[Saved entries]
━━━

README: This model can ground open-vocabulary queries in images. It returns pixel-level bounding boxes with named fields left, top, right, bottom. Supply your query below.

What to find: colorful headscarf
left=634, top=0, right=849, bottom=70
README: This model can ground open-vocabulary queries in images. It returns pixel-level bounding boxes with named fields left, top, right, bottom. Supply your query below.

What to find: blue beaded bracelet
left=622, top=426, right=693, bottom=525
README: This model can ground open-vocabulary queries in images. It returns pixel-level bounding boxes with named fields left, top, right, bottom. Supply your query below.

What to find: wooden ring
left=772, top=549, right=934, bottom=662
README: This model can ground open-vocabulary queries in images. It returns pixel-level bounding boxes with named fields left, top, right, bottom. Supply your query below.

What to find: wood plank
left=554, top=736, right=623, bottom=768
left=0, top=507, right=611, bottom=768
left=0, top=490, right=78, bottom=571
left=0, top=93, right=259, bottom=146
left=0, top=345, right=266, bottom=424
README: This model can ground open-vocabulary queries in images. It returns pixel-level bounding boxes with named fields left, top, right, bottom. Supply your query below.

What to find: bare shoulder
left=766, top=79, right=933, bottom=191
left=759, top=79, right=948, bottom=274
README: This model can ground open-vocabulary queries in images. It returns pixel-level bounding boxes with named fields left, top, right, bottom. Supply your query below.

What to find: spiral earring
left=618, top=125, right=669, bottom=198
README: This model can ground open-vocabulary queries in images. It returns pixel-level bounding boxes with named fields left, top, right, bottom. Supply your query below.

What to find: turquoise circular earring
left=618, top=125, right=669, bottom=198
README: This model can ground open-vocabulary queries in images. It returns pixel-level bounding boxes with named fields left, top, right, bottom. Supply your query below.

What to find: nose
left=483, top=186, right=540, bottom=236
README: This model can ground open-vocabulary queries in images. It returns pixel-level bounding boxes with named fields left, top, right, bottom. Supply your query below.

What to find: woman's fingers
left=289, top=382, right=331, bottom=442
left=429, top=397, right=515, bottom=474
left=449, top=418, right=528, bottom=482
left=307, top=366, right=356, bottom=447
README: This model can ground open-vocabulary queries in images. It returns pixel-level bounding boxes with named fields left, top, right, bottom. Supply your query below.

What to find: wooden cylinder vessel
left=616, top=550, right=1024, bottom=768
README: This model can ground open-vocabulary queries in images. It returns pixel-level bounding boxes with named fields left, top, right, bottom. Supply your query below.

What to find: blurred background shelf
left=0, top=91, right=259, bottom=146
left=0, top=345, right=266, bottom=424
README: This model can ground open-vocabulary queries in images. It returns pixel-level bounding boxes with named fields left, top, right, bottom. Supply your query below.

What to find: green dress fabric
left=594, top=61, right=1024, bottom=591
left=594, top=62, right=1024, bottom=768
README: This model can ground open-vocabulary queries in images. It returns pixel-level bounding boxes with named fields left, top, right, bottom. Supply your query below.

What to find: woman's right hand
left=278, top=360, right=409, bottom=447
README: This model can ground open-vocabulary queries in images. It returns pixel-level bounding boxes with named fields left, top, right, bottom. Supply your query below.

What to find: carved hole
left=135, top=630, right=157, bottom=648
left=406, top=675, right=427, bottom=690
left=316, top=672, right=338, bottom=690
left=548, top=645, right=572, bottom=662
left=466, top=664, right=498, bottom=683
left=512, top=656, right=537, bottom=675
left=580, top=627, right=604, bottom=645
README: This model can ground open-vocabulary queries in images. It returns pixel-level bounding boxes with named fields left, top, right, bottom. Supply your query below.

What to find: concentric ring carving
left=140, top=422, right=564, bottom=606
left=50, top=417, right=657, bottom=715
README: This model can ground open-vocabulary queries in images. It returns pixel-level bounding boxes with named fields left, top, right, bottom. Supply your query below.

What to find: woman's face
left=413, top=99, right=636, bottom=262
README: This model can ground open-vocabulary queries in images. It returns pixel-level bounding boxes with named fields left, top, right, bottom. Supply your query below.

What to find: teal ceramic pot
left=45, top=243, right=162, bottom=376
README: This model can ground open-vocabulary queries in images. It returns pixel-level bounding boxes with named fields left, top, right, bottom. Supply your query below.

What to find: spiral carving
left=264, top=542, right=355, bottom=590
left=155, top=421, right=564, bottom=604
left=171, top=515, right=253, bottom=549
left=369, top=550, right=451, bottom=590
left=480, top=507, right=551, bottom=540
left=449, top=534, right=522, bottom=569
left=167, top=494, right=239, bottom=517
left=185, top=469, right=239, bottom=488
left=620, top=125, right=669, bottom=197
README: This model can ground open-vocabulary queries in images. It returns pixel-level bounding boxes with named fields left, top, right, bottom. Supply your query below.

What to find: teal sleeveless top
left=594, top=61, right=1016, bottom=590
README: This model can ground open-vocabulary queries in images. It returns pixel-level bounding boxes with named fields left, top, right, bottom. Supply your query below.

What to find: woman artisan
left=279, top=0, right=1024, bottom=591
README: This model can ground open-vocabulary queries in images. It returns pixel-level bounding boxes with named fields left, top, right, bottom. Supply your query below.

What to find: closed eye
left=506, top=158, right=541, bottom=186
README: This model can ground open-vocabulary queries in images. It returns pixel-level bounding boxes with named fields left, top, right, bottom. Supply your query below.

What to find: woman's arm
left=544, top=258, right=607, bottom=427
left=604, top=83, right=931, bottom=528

━━━

§ **REQUIREMENTS**:
Repeat all of the material above word for word, keeping every line as it appears.

§ **WRITTEN SOLUTION**:
README: This model can ground open-vocabulary queries in images. It returns pixel-level bounding boxes with named fields left, top, right, bottom. Supply your query below.

What to find: colorful headscarf
left=634, top=0, right=849, bottom=70
README: This model can ground open-vocabulary queries in images. It returns pixel-level bounding boxes with named fields left, top, right, bottom. Supply your query below.

What to find: blue beaded bracelet
left=622, top=426, right=693, bottom=525
README: This model can ground open-vocabulary queries in images. It returns pixel-level bounding boxes with named fields left, top, right, bottom. Supply your query below.

What to find: wooden ring
left=772, top=549, right=934, bottom=662
README: This model can ground open-vocabulary queries in images. It returns pixel-level bounding boxes with named fields left, top, right, bottom. Supply your query below.

What to find: wood plank
left=554, top=736, right=623, bottom=768
left=0, top=507, right=611, bottom=768
left=0, top=490, right=78, bottom=571
left=0, top=93, right=259, bottom=146
left=0, top=345, right=266, bottom=424
README: This model can ground open-vocabulary queries in images. It returns pixel-level bounding boxes with named fields left, top, right, bottom. Supply your query below.

What to find: bare shoulder
left=766, top=79, right=933, bottom=191
left=759, top=79, right=948, bottom=274
README: This model can ground open-vocabulary queries in images. It returns pixel-level bounding boxes with named fields left, top, right, bottom. Supply your query below.

What to find: spiral earring
left=618, top=125, right=669, bottom=198
README: This model can ground open-vocabulary queries in images. It returns pixel-level bounding boxes with named fields left, top, right, bottom. Supply your query below.

What to find: turquoise circular earring
left=618, top=125, right=669, bottom=198
README: This model can ground open-vocabulary queries in images. It returns pixel-level bounding boxes with named fields left, top, right, bottom. Supply your query below.

What to find: nose
left=483, top=186, right=540, bottom=236
README: This model can ground open-vocabulary queries in images. It returns pixel-level bounding boxes with named fields left, top, right, bottom. Supply your query below.

What to find: woman's fingers
left=289, top=382, right=331, bottom=442
left=429, top=397, right=515, bottom=474
left=449, top=418, right=528, bottom=482
left=307, top=366, right=356, bottom=447
README: This model can ground open-vocabulary queries in images. It returns pixel-level bounding boxes with named fields left, top, right, bottom. Supply your query below.

What to find: wooden cylinder vessel
left=616, top=550, right=1024, bottom=768
README: This model can ground open-vocabulary queries in images. It returns pixel-level bounding boxes with named fields left, top, right, bottom. Supply your query below.

What to find: blurred background shelf
left=0, top=91, right=259, bottom=146
left=0, top=345, right=266, bottom=424
README: This model can ground open-vocabulary queries in images. It returns pixel-level bounding boxes with named fields left, top, right, bottom. Supply your query below.

What to find: green dress fabric
left=594, top=61, right=1024, bottom=591
left=594, top=62, right=1024, bottom=768
README: This model can ground open-vocabulary queries in images. It returns pixel-level bounding boxes with named fields left, top, right, bottom. Supply your query below.

What to find: woman's right hand
left=278, top=360, right=409, bottom=447
README: This model can ground open-vocabulary queries in images. It returns pixel-level bounding boxes with named fields left, top, right, bottom. Supply your query below.

What to find: carved hole
left=135, top=630, right=157, bottom=648
left=406, top=675, right=427, bottom=690
left=316, top=672, right=338, bottom=690
left=548, top=645, right=572, bottom=662
left=466, top=664, right=498, bottom=683
left=512, top=656, right=537, bottom=675
left=580, top=627, right=604, bottom=645
README: This model can ground open-vocabulary queries in images. It returns pixel-level bounding boxes with named fields left, top, right, bottom. Supply your query below.

What to find: concentric ring carving
left=140, top=422, right=564, bottom=606
left=50, top=417, right=657, bottom=715
README: This model can ground open-vocabulary queries in images. It returns pixel-level bounding boxes with named fields left, top, right, bottom. Supply your query below.

What to find: woman's face
left=413, top=99, right=636, bottom=262
README: This model can ground open-vocabulary queries in images. It returns pixel-level bounding boxes with named fields left, top, right, bottom. Supply your query below.

What to find: teal ceramic pot
left=45, top=243, right=162, bottom=376
README: This model can ground open-vocabulary queries in images. It returns pixel-level bounding boxes with named fields left, top, right, bottom. Supply your query below.

What to find: spiral carving
left=264, top=542, right=355, bottom=590
left=155, top=421, right=564, bottom=604
left=171, top=515, right=253, bottom=549
left=369, top=550, right=451, bottom=590
left=480, top=507, right=551, bottom=540
left=449, top=534, right=522, bottom=569
left=167, top=494, right=239, bottom=517
left=185, top=469, right=239, bottom=488
left=620, top=125, right=669, bottom=197
README: This model can ground open-vocabulary queries in images. It returns pixel-level bounding boxes with named fields left, top, right, bottom. Supply your query below.

What to find: teal sleeveless top
left=594, top=61, right=1016, bottom=590
README: This model can ground open-vocabulary queries in images. It returns pixel-level bounding boxes with named fields left, top, right, bottom. Supply your query below.

What to find: woman artisan
left=279, top=0, right=1024, bottom=591
README: This model can ground open-vocabulary queries in images. It returns pixel-level bounding boxes with named fields left, top, right, bottom. Supply your query below.

What to find: closed eye
left=506, top=158, right=541, bottom=186
README: This model can ground open-vocabulary queries in images. It returns pixel-level bounding boxes with named fields left, top, right, bottom. Supply your query below.

What to find: woman's arm
left=544, top=258, right=607, bottom=427
left=604, top=83, right=931, bottom=528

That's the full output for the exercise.